> **INFORMATION**
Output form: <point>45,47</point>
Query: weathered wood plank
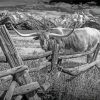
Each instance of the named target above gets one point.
<point>14,59</point>
<point>27,57</point>
<point>10,91</point>
<point>12,71</point>
<point>24,89</point>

> **EXERCISE GOAL**
Output, exactly and with nothing else, the lines from the line containing "Each instance of" to the end of the entries.

> **SOLVED PROBLEM**
Each instance of the named target above gets one point.
<point>14,59</point>
<point>27,57</point>
<point>10,91</point>
<point>12,71</point>
<point>24,89</point>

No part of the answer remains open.